Extracted entries below:

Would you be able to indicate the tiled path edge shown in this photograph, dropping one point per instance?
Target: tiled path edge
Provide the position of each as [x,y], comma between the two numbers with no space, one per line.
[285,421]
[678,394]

End of Extracted entries.

[Exercise]
Go through the entries above and report every line in which the word "path" appears.

[Written reply]
Would you be able to indicate the tiled path edge shown in this photograph, dropping one point per instance?
Target: tiled path edge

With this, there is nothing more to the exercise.